§ PROBLEM STATEMENT
Could you copy out the passage on the men's team sabre at the 1988 Summer Olympics word for word, from its first line to its last?

The men's team sabre was one of eight fencing events on the fencing at the 1988 Summer Olympics programme. It was the eighteenth appearance of the event. The competition was held from September 28 to 29, 1988. 53 fencers from 11 nations competed.

Rosters

Results

Round 1

Round 1 Pool A 

Hungary and France each defeated Bulgaria, 9–2 and 9–3 respectively. The winners then faced off, with Hungary winning 9–4.

Round 1 Pool B 

In the first set of matches, Italy beat South Korea 9–2 and West Germany defeated the United States 9–3. The second set saw the winners both win again (securing advancement) and the losers both lose again (resulting in elimination), as Italy prevailed over the United States 9–4 and West Germany won against South Korea 9–1. Finally, Italy took the top spot in the group by beating West Germany 9–5 while South Korea finished last after losing to the United States 9–5.

§ INFORMATION SHOWN
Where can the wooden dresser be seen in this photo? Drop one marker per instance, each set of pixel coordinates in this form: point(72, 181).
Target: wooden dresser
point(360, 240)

§ OUTPUT OF THE TASK
The men's team sabre was one of eight fencing events on the fencing at the 1988 Summer Olympics programme. It was the eighteenth appearance of the event. The competition was held from September 28 to 29, 1988. 53 fencers from 11 nations competed.

Rosters

Results

Round 1

Round 1 Pool A 

Hungary and France each defeated Bulgaria, 9–2 and 9–3 respectively. The winners then faced off, with Hungary winning 9–4.

Round 1 Pool B 

In the first set of matches, Italy beat South Korea 9–2 and West Germany defeated the United States 9–3. The second set saw the winners both win again (securing advancement) and the losers both lose again (resulting in elimination), as Italy prevailed over the United States 9–4 and West Germany won against South Korea 9–1. Finally, Italy took the top spot in the group by beating West Germany 9–5 while South Korea finished last after losing to the United States 9–5.